Written problem
Change every occurrence of "fender" to "mudguard" in the data below, leaving everything else as it is, and leave the pictures out of your answer.

+++++

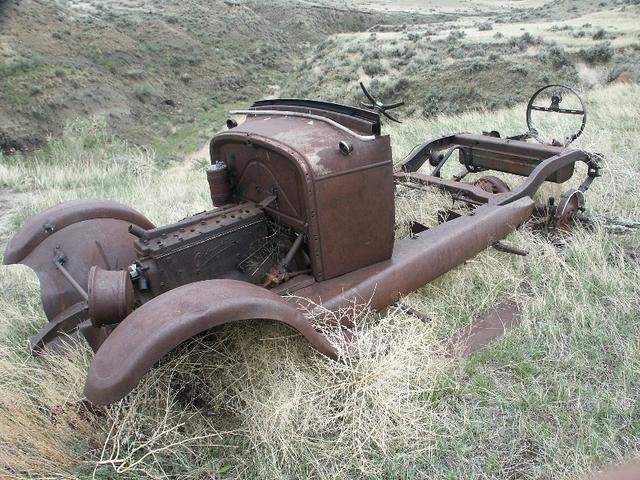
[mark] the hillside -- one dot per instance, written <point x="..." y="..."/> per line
<point x="153" y="69"/>
<point x="164" y="73"/>
<point x="554" y="399"/>
<point x="486" y="57"/>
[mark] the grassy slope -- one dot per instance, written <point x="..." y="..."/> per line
<point x="123" y="60"/>
<point x="556" y="397"/>
<point x="488" y="58"/>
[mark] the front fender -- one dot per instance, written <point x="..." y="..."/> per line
<point x="161" y="324"/>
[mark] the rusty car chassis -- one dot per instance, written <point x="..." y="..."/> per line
<point x="305" y="216"/>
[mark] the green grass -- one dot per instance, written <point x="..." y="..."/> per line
<point x="555" y="398"/>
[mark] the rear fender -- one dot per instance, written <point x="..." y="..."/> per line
<point x="83" y="232"/>
<point x="161" y="324"/>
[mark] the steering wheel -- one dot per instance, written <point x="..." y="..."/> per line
<point x="549" y="99"/>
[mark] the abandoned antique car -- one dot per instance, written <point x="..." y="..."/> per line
<point x="304" y="215"/>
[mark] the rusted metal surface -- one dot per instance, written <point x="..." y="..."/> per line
<point x="419" y="260"/>
<point x="343" y="204"/>
<point x="163" y="323"/>
<point x="61" y="245"/>
<point x="306" y="218"/>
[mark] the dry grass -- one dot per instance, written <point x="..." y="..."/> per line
<point x="555" y="398"/>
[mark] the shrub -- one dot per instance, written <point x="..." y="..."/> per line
<point x="142" y="92"/>
<point x="600" y="53"/>
<point x="373" y="68"/>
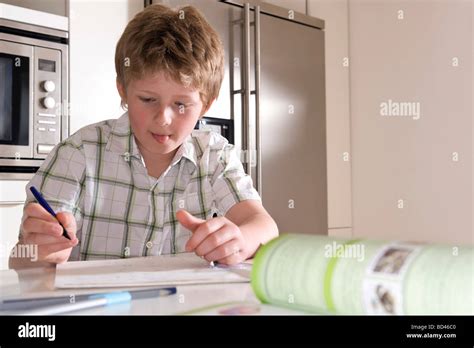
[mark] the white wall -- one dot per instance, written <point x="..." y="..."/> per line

+++++

Result
[mark] the hillside -- one dot per instance, written <point x="..." y="..."/> per line
<point x="153" y="69"/>
<point x="164" y="73"/>
<point x="554" y="399"/>
<point x="486" y="57"/>
[mark] the grassy slope -- one dot per instance, written <point x="..." y="..."/> per line
<point x="123" y="60"/>
<point x="556" y="397"/>
<point x="488" y="58"/>
[mark] the front mudguard -- one dot per instance, written <point x="..." y="..."/> per line
<point x="161" y="324"/>
[mark] the rusty car chassis -- one dot per instance, written <point x="..." y="..."/> per line
<point x="305" y="216"/>
[mark] the green grass -- one dot per instance, written <point x="..." y="..."/> per line
<point x="555" y="398"/>
[mark] the rear mudguard -- one dot per instance, written <point x="..." y="..."/> per line
<point x="83" y="232"/>
<point x="161" y="324"/>
[mark] the steering wheel -- one dot per instance, written <point x="..." y="..."/> per line
<point x="549" y="99"/>
[mark] the abandoned antique car -- one dot per instance, written <point x="..." y="..."/> per line
<point x="304" y="215"/>
[mark] the rusted metal surface -- one dot per instance, written <point x="..." y="..."/> per line
<point x="419" y="260"/>
<point x="343" y="204"/>
<point x="163" y="323"/>
<point x="61" y="245"/>
<point x="306" y="218"/>
[mark] the dry grass -- one dot per instance, written <point x="..." y="..."/> per line
<point x="555" y="398"/>
[mark] the shrub -- one dot per instance, written <point x="..." y="..."/> per line
<point x="142" y="92"/>
<point x="600" y="53"/>
<point x="373" y="68"/>
[mark] the white wall -- one dot per instance, written <point x="..." y="..."/> per line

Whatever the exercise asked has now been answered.